练习任务.
A. 修改短文：重写从“发布时间:2009-12-12 01:25:05”开始、到“個人是黑色的,很像煤礦工人。”结束的这一段，并将其中的“化工廠”替换为“鋼鐵廠”。
B. 统计条目中有多少行包含字符串“desert”，只给出数字。

短文.
发布时间:2009-12-12 01:25:05
記得初戀時,很年輕。 初中畢業以後,我進了上海的一家化工廠,一個剛走上社會的孩子,對未來的生活是沒有絲毫想法的。 現在想起來,當時的那些超重體力的活,對于一個十幾歲的孩子來說,應該是一種懲罰吧,誰讓他不想在學校裏讀書呢。 因爲個頭的原因吧,我被分到的工段,應該是全廠工作強度最大的地方了。領導找我談過心,說你這孩子本質不錯,先在最艱苦的地方幹着,表現好就讓你去團委上班。
所以,我就樂得屁颠屁颠地去了。 工作時間是“三班倒”,就是三天早班,三天夜班休息一天,然後三天午班,工作性質是揮鏟子鏟鐵泥,拉勞動車,一天幹下來,整個人是黑色的,很像煤礦工人。
但我咬咬牙還是能撐過來的。 也許是年輕吧,把這些活幹完以後,我還有精力到處遊逛,一個一個車間去找同齡的孩子玩。 一直走到三車間,我見到了她,就走不動路了。

从数据集中提取的数据:
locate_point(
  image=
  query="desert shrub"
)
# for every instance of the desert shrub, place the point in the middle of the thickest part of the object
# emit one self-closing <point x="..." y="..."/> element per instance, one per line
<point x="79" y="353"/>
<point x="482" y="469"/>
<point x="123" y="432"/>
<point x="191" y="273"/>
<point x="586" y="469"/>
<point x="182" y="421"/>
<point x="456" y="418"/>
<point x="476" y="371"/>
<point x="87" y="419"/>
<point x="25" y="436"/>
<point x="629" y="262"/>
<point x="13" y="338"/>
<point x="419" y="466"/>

参考答案.
A.
发布时间:2009-12-12 01:25:05
記得初戀時,很年輕。 初中畢業以後,我進了上海的一家鋼鐵廠,一個剛走上社會的孩子,對未來的生活是沒有絲毫想法的。 現在想起來,當時的那些超重體力的活,對于一個十幾歲的孩子來說,應該是一種懲罰吧,誰讓他不想在學校裏讀書呢。 因爲個頭的原因吧,我被分到的工段,應該是全廠工作強度最大的地方了。領導找我談過心,說你這孩子本質不錯,先在最艱苦的地方幹着,表現好就讓你去團委上班。
所以,我就樂得屁颠屁颠地去了。 工作時間是“三班倒”,就是三天早班,三天夜班休息一天,然後三天午班,工作性質是揮鏟子鏟鐵泥,拉勞動車,一天幹下來,整個人是黑色的,很像煤礦工人。

B. 2